Return every line in the entries below that contains the word "ocean". Treat the match as case-sensitive.

BEGIN THE RECORDS

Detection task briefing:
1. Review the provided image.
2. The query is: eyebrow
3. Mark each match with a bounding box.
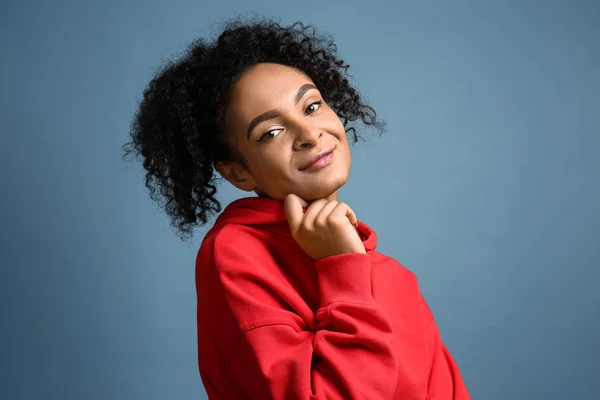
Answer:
[247,83,317,138]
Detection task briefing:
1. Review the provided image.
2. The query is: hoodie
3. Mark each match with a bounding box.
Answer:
[196,197,470,400]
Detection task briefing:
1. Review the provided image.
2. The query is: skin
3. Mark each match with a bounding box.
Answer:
[216,63,351,202]
[216,63,365,260]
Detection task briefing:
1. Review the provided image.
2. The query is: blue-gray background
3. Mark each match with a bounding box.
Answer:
[0,0,600,400]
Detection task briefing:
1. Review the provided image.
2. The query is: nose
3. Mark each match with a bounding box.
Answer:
[294,122,323,150]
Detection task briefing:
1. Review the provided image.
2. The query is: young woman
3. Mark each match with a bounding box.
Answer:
[127,17,470,400]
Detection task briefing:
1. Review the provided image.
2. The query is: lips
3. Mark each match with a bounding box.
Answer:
[300,147,334,171]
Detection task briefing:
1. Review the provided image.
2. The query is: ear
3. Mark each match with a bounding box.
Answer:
[215,161,256,192]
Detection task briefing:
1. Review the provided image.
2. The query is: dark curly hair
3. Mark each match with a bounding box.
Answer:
[124,19,385,238]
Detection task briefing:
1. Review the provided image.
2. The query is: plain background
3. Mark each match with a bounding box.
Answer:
[0,0,600,400]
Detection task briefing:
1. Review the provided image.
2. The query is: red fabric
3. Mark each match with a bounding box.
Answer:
[196,198,470,400]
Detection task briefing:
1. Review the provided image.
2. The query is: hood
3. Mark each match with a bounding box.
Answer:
[214,197,377,250]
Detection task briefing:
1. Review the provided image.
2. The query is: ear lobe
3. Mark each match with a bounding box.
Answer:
[215,161,256,192]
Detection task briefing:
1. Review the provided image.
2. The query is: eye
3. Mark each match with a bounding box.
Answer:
[258,129,283,142]
[305,100,323,114]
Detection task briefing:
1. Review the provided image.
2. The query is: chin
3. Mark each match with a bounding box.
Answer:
[298,176,348,201]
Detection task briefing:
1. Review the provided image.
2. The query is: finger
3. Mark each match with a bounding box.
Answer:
[331,203,358,226]
[315,200,339,225]
[284,193,306,233]
[302,199,327,226]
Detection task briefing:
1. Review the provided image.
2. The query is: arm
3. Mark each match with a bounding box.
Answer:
[223,254,398,400]
[422,299,471,400]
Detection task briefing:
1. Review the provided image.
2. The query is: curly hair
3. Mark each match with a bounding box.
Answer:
[124,19,385,238]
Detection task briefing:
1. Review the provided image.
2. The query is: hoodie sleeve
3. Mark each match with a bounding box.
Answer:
[221,254,398,400]
[421,297,471,400]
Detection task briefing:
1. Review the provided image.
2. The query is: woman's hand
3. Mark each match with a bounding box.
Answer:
[285,194,366,260]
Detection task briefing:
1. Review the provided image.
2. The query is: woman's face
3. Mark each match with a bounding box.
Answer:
[217,63,351,201]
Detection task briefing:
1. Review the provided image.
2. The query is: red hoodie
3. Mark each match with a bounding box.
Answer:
[196,197,470,400]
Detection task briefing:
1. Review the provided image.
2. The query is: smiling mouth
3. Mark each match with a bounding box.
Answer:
[300,147,335,171]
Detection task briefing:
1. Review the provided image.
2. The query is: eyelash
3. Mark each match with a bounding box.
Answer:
[258,100,323,142]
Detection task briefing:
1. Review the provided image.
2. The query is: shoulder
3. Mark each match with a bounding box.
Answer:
[372,251,418,285]
[197,223,269,269]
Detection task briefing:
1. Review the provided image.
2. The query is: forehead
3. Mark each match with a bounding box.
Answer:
[228,63,313,122]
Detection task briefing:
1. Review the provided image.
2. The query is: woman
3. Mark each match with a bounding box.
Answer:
[128,17,470,400]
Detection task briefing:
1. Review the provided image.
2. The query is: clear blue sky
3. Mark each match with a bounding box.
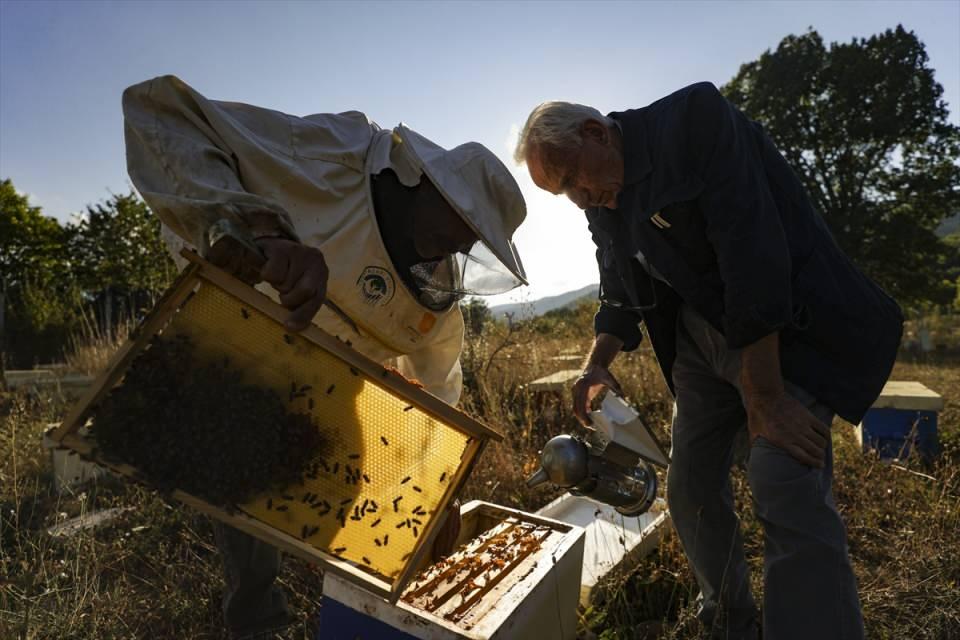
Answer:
[0,0,960,299]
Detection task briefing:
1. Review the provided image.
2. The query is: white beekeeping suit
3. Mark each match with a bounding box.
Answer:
[123,76,525,404]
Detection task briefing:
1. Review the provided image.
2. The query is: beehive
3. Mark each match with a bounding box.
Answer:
[54,251,499,601]
[316,501,584,640]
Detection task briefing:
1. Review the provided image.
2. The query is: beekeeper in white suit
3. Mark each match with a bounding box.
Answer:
[123,76,526,637]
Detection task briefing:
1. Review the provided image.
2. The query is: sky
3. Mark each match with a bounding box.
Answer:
[0,0,960,304]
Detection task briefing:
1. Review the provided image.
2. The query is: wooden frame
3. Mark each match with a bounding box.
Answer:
[50,251,502,603]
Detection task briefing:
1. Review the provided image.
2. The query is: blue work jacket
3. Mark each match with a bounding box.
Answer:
[586,82,903,423]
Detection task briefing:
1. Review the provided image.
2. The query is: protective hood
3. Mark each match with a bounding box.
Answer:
[394,123,528,293]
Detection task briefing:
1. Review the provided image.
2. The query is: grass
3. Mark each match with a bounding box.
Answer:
[0,317,960,640]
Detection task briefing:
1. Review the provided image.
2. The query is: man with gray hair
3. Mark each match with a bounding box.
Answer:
[515,83,903,640]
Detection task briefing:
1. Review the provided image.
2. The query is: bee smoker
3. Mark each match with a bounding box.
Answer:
[527,392,669,516]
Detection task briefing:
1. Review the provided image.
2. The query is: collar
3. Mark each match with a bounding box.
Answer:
[607,109,653,185]
[367,132,422,187]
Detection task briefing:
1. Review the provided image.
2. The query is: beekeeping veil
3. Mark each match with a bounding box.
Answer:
[394,124,527,306]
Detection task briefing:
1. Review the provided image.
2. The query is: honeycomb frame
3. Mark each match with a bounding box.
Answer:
[51,252,502,602]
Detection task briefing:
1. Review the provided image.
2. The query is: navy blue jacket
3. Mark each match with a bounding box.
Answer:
[586,83,903,423]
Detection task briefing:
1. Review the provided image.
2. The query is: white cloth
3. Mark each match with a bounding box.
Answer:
[123,76,463,404]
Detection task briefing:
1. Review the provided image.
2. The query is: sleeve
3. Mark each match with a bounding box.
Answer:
[123,76,298,254]
[590,219,643,351]
[397,306,463,406]
[686,83,792,348]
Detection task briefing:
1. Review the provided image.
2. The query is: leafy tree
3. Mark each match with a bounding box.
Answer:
[0,179,68,299]
[0,179,80,366]
[71,192,176,320]
[722,26,960,304]
[461,298,493,336]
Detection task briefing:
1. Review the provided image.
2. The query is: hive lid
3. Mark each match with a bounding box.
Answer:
[872,380,944,411]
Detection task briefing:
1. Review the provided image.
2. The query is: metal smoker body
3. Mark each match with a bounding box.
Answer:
[527,393,669,516]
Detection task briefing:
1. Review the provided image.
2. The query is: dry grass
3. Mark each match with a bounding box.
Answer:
[64,314,133,375]
[0,318,960,640]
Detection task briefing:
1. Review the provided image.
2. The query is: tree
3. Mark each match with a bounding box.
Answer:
[0,179,68,298]
[722,26,960,304]
[461,298,493,336]
[71,192,176,326]
[0,179,80,366]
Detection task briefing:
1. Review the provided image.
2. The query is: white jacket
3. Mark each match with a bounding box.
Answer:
[123,76,463,404]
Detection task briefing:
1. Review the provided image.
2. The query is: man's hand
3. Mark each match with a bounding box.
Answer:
[747,393,830,467]
[432,500,460,562]
[571,364,623,425]
[256,238,330,331]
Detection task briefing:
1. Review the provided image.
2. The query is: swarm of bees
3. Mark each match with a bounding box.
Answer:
[402,522,550,622]
[92,335,327,508]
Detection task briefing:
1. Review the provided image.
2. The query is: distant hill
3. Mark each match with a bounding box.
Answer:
[490,284,600,320]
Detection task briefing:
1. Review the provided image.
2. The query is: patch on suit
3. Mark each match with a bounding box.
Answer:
[650,211,671,229]
[357,266,397,307]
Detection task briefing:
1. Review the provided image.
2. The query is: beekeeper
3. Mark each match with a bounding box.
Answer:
[123,76,526,637]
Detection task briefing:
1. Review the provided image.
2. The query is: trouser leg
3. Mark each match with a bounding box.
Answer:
[748,385,864,640]
[678,308,864,640]
[667,314,756,640]
[214,522,289,635]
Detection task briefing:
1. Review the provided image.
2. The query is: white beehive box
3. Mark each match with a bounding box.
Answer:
[537,493,670,607]
[318,501,583,640]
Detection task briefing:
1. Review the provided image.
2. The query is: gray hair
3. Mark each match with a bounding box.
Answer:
[513,100,610,164]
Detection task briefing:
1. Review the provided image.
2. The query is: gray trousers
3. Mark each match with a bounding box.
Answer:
[213,522,290,638]
[667,305,864,640]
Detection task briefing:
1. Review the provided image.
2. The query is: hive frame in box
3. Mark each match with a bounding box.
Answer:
[50,251,502,603]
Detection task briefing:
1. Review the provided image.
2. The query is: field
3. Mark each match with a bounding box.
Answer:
[0,312,960,640]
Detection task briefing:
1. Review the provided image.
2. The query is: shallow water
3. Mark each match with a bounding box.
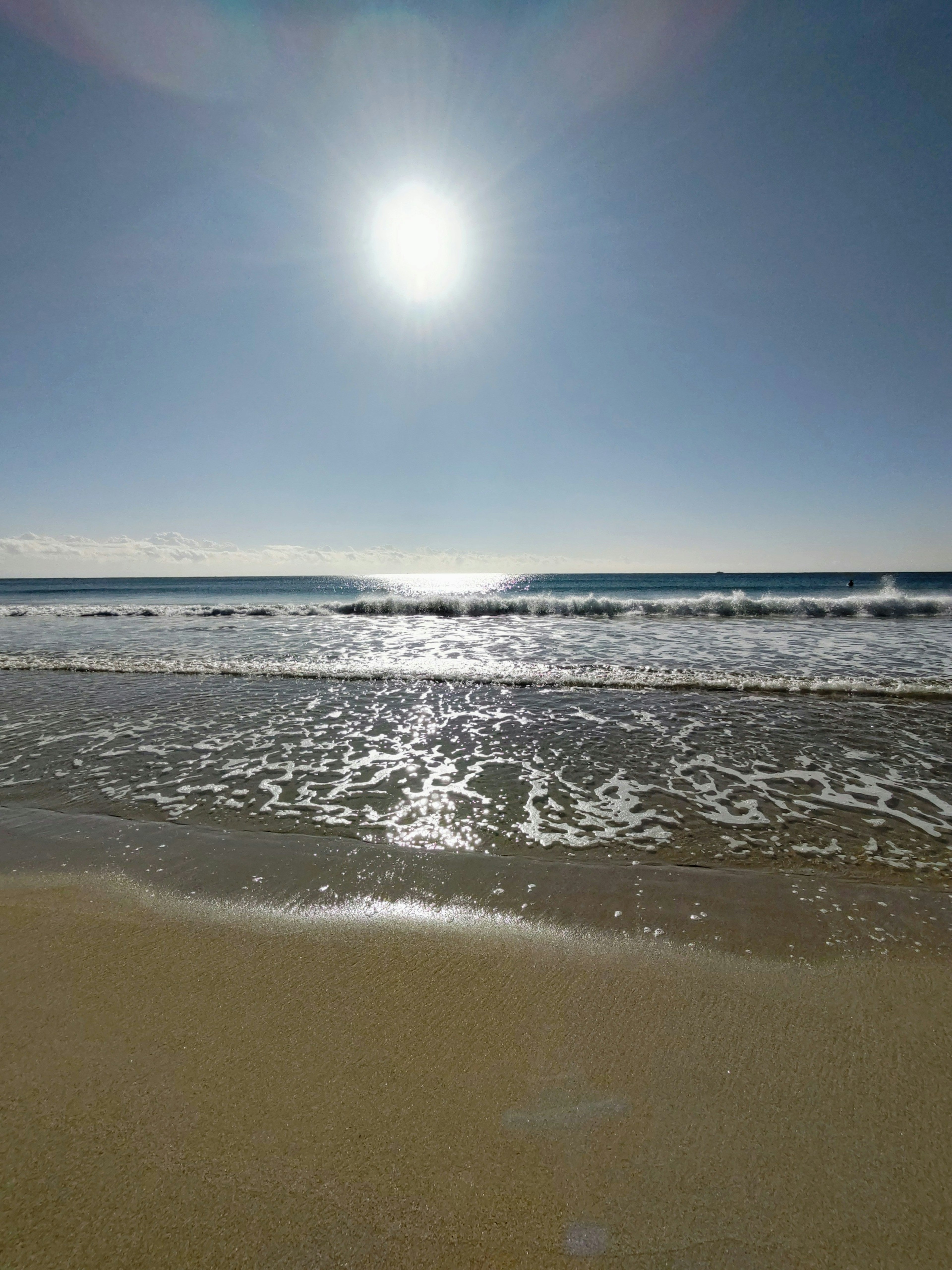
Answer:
[0,575,952,880]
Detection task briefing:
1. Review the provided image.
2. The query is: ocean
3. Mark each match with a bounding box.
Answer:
[0,573,952,887]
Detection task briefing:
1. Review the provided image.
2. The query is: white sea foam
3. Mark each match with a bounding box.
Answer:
[0,652,952,697]
[0,585,952,618]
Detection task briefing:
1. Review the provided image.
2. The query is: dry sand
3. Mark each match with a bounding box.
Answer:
[0,878,952,1270]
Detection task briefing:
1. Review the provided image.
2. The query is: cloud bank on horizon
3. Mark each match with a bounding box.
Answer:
[0,532,569,578]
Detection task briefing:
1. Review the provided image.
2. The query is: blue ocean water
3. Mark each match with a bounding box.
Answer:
[0,573,952,879]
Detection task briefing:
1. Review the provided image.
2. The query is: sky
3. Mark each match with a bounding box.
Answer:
[0,0,952,576]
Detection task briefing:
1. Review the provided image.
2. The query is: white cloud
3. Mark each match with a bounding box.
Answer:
[0,532,567,576]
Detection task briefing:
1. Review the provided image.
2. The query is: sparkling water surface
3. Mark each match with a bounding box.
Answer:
[0,574,952,879]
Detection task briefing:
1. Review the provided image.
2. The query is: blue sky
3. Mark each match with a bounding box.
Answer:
[0,0,952,575]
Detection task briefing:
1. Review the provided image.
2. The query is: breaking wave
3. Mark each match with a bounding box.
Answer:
[0,653,952,698]
[0,587,952,618]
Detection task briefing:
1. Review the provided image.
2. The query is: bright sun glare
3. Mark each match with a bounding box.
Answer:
[372,184,465,302]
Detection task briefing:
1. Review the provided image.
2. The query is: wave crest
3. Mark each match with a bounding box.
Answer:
[0,587,952,618]
[0,653,952,698]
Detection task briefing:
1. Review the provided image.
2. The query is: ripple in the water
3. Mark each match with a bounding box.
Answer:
[0,672,952,880]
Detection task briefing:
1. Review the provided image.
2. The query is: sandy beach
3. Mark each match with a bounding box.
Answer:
[0,876,952,1270]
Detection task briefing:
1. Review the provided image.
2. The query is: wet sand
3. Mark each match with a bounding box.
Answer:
[0,870,952,1270]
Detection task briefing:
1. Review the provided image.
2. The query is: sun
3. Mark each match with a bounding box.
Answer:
[371,182,466,304]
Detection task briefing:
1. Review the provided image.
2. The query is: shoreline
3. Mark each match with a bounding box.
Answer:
[0,878,952,1270]
[0,805,952,960]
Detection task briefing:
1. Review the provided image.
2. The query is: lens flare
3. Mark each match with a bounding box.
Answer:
[371,183,466,304]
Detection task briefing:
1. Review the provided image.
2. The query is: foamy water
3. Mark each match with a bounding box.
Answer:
[0,575,952,876]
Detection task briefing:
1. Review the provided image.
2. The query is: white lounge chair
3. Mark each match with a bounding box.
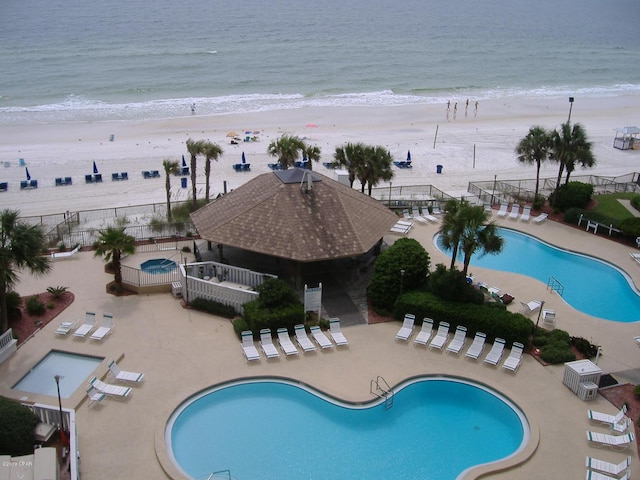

END THE RECORDS

**CORRECT ANSWER:**
2. The query is: ocean
2. The query is: blue ocean water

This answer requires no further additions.